▶ [What this task involves] Everything from the line with "Where can the round" to the end of the data should be restated word for word, and nothing before it.

▶ [Extracted records]
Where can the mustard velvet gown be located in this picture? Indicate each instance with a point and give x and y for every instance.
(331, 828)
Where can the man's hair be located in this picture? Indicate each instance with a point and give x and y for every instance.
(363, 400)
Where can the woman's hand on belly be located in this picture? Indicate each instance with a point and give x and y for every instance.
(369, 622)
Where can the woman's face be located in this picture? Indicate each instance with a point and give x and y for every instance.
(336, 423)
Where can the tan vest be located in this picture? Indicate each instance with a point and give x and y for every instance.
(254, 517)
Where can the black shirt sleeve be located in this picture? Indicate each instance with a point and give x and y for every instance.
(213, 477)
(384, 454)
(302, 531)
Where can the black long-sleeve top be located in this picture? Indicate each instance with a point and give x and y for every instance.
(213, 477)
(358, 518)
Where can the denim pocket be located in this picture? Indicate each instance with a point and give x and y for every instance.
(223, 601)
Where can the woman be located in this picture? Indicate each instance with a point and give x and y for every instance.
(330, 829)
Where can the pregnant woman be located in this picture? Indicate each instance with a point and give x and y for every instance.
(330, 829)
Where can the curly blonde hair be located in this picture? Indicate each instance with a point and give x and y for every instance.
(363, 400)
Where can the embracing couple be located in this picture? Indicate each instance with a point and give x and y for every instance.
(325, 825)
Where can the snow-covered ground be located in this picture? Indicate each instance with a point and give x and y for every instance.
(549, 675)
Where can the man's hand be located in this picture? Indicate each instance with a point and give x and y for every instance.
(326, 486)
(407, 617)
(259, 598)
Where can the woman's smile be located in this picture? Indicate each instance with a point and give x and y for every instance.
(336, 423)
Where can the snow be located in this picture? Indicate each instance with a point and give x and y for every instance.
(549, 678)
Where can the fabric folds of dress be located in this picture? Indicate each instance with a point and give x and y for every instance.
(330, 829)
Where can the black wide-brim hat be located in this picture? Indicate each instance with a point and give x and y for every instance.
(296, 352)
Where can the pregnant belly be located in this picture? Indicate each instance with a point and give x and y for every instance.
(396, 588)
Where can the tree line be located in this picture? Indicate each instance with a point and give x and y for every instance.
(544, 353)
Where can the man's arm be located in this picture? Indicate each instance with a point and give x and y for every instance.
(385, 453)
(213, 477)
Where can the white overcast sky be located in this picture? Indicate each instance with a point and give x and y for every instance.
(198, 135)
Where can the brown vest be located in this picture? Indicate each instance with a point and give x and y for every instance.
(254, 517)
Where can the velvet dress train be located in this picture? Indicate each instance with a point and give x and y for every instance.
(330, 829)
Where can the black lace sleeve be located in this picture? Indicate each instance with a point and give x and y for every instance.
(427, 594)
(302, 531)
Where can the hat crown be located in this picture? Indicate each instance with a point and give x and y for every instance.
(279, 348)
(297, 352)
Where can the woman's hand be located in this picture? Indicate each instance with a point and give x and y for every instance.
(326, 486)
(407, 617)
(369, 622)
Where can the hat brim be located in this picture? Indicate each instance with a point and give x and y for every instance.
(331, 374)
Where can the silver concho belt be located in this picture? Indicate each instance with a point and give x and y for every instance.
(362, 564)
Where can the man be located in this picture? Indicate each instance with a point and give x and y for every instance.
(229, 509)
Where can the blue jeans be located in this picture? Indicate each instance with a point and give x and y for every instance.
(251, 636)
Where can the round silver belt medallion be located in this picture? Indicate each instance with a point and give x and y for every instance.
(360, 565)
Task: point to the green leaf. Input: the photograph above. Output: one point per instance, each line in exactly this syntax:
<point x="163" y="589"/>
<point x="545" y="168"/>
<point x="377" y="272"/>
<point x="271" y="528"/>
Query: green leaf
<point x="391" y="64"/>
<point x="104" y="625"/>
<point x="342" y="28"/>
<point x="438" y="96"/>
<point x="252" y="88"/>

▶ [Answer to this task]
Where can the round silver belt medallion be located in this picture? Indicate each instance with a point and give x and y for every instance.
(360, 565)
Task: point to the green leaf. Input: the photograph above. Output: one point per instance, each line in exactly this syntax:
<point x="163" y="589"/>
<point x="545" y="168"/>
<point x="377" y="272"/>
<point x="271" y="528"/>
Query: green leaf
<point x="391" y="64"/>
<point x="104" y="625"/>
<point x="342" y="28"/>
<point x="438" y="96"/>
<point x="252" y="88"/>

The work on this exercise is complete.